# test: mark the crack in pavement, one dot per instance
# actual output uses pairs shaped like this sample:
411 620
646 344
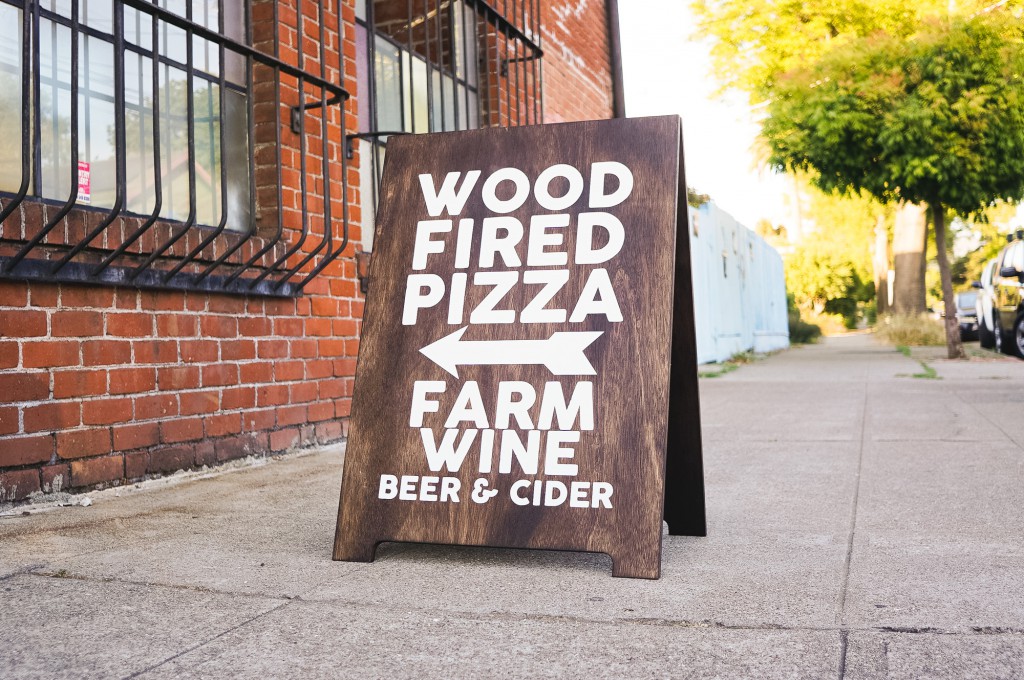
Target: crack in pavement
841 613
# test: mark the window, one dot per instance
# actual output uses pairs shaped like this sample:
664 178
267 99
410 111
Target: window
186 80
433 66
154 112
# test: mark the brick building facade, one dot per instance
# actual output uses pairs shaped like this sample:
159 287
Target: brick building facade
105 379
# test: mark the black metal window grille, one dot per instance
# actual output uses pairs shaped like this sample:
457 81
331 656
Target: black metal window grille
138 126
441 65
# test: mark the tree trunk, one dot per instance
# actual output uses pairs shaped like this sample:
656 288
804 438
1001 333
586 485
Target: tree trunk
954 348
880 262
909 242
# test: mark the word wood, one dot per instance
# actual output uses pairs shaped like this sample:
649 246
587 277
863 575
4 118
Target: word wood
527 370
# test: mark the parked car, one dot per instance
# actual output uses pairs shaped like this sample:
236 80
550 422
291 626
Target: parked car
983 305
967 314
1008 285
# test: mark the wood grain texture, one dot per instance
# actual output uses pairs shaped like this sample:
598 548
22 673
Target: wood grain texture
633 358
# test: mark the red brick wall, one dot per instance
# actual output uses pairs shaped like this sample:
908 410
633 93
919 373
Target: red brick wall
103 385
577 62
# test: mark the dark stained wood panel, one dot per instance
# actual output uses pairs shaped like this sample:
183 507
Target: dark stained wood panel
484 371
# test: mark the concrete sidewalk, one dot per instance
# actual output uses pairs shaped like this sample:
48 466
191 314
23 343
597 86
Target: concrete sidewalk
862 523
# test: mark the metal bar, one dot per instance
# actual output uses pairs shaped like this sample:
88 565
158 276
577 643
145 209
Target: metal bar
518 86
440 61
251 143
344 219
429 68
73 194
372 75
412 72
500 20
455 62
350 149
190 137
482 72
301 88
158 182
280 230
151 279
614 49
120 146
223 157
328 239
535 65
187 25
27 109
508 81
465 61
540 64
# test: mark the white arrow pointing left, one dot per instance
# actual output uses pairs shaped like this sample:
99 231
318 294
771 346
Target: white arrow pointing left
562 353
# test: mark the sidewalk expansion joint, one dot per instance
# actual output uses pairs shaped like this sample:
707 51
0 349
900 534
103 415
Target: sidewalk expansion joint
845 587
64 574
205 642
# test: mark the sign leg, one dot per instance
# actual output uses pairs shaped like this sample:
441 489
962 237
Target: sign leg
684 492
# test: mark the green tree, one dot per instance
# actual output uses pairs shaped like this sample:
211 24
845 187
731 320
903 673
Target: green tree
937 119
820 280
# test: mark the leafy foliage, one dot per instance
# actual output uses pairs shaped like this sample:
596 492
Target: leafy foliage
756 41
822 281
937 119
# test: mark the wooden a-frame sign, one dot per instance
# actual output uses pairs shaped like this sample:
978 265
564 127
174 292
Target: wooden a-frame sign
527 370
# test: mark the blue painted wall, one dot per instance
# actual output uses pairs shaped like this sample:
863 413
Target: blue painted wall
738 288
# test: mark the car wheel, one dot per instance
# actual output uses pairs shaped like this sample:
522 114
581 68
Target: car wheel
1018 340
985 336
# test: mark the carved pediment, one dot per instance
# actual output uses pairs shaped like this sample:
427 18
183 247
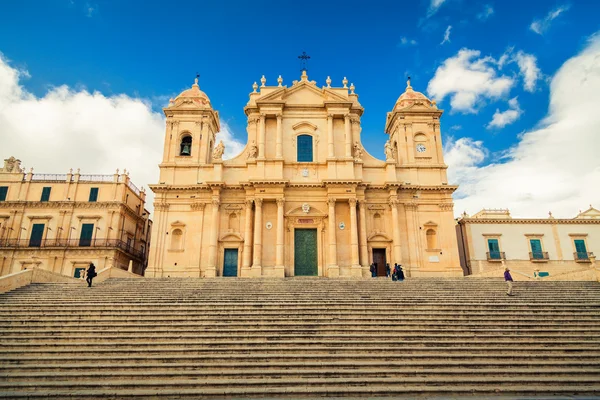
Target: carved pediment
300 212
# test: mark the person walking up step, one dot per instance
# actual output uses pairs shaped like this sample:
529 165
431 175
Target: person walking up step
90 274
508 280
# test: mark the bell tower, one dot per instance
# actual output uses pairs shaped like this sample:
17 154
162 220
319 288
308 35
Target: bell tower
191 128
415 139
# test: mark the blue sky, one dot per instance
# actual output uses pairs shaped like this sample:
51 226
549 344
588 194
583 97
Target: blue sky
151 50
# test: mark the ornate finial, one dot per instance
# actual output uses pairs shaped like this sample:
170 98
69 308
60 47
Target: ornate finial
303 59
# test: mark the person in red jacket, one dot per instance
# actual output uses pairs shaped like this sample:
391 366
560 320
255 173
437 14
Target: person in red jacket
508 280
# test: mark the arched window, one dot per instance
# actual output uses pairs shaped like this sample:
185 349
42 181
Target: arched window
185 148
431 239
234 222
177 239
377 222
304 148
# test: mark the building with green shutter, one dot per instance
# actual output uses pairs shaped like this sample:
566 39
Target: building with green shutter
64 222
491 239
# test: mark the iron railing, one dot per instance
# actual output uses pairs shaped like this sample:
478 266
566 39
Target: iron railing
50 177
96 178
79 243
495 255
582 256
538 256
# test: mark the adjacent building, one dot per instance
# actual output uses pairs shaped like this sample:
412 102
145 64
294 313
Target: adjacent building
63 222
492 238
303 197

+ + + + + + +

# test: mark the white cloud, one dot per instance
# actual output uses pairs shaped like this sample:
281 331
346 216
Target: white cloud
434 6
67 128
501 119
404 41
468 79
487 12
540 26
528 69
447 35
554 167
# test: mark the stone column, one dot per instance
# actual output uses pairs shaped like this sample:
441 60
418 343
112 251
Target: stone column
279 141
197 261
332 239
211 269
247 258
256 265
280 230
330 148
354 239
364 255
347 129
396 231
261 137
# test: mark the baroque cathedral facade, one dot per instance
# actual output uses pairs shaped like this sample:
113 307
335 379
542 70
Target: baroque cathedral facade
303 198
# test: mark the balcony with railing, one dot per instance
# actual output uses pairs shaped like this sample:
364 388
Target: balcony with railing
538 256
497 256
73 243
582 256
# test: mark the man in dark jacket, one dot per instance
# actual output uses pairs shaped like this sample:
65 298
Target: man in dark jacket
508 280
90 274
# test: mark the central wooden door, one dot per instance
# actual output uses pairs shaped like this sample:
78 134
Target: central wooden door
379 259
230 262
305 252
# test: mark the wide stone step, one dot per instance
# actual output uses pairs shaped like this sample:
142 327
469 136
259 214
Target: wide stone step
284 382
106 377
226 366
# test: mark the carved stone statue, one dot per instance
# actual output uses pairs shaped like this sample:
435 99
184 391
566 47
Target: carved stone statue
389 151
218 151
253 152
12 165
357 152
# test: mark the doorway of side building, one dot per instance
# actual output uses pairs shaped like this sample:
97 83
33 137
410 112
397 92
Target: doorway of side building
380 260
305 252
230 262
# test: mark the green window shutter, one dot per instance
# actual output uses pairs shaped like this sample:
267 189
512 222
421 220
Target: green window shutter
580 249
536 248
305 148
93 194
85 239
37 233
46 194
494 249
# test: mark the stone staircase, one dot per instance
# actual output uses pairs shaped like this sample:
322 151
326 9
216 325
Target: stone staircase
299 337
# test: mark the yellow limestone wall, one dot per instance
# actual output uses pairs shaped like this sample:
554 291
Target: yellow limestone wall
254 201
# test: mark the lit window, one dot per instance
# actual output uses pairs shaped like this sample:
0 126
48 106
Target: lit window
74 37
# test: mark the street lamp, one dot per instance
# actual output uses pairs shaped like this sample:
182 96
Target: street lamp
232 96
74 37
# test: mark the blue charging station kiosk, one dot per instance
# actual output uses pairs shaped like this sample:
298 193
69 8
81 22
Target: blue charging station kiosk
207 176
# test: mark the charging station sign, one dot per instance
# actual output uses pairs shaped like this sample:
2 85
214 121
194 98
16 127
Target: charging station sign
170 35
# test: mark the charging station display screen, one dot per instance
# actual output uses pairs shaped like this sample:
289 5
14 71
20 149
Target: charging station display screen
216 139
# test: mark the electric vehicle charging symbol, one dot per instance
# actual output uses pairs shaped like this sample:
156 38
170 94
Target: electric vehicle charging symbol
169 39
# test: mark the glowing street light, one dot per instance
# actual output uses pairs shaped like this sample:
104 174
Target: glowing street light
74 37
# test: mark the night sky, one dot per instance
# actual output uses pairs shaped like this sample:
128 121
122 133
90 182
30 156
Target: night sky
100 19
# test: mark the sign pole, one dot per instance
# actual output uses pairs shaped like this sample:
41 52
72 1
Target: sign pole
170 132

+ + + + + + +

* [Instruction]:
Pull out every line above that contains the word "yellow", and copy each of those lines unchanged.

* [Task solution]:
# test: mark the yellow limestone wall, one dot per instance
Target: yellow limestone wall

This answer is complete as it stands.